#### Objective
Give the listing from its first line through the line containing "column 146, row 476", that line included, as a JSON list of strings with one string per line and blank lines omitted.

#### Records provided
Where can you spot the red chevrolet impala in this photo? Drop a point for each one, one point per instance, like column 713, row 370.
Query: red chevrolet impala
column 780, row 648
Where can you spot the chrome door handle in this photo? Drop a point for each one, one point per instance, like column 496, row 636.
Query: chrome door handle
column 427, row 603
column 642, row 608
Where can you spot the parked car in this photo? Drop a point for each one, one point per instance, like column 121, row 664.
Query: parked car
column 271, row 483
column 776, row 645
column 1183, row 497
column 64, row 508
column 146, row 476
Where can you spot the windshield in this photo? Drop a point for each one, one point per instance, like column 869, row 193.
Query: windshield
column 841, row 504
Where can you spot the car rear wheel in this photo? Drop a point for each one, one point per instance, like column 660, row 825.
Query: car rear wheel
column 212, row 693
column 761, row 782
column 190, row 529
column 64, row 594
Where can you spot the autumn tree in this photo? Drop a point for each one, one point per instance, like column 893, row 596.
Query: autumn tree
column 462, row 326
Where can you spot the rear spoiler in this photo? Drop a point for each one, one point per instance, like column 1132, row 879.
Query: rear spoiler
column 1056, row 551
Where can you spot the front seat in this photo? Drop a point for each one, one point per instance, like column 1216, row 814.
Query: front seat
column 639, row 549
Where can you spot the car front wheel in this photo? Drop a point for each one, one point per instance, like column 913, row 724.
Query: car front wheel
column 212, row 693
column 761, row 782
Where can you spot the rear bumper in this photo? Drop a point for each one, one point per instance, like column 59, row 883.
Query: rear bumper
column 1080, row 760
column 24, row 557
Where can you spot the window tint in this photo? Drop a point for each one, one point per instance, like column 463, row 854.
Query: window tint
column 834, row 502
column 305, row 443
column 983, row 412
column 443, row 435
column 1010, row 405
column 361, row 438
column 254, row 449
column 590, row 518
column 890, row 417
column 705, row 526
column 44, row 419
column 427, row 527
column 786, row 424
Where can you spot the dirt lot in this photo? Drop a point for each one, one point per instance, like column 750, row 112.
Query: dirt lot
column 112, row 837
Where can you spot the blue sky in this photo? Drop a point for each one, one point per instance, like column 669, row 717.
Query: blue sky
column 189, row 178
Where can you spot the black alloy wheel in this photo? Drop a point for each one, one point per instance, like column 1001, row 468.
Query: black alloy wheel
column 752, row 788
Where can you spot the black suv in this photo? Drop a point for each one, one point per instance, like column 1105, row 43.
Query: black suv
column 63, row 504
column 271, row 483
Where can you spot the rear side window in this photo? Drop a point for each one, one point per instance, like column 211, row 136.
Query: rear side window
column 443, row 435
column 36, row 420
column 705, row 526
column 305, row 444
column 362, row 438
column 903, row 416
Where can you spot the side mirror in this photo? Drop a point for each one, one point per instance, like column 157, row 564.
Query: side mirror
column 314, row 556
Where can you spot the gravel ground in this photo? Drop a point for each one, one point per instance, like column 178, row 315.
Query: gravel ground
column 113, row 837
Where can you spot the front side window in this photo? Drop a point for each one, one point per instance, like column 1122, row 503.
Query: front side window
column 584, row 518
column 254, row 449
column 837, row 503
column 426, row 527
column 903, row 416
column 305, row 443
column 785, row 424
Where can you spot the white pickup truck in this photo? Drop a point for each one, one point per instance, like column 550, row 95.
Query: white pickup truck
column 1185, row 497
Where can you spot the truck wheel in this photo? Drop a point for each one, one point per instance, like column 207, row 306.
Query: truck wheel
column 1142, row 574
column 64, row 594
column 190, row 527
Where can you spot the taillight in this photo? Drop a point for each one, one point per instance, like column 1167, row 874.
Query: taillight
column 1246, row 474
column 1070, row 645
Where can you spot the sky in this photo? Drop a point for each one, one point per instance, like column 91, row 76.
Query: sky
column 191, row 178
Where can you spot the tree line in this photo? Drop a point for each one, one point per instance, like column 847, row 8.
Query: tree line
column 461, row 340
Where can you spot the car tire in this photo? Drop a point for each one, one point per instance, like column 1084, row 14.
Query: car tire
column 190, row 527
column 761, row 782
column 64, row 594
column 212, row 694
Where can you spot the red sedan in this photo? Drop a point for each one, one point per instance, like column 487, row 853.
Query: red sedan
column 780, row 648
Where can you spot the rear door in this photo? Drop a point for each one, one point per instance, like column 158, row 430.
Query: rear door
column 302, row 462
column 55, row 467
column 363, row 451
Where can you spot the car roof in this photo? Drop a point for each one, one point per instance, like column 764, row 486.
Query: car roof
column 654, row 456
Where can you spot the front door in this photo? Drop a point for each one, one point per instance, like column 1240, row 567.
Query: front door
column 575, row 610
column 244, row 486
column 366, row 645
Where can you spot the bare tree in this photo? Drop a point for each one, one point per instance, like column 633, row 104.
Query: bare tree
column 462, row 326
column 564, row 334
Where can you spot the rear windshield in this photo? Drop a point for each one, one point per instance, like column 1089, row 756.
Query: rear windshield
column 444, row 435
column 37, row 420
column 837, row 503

#### Correct answer
[
  "Where can you spot the red chevrolet impala in this photo? Drop a point for each one, one point per instance, like column 713, row 370.",
  "Query: red chevrolet impala",
  "column 780, row 648",
  "Where can you spot the chrome door handle in this photo? Drop a point for each one, one point per instance, like column 496, row 636.",
  "Query: chrome door handle",
  "column 427, row 603",
  "column 642, row 608",
  "Where can you spot the parked car in this photo? Drop a point for each one, one point per instance, like column 121, row 664.",
  "Query: parked car",
  "column 271, row 483",
  "column 776, row 645",
  "column 1183, row 497",
  "column 64, row 508",
  "column 146, row 476"
]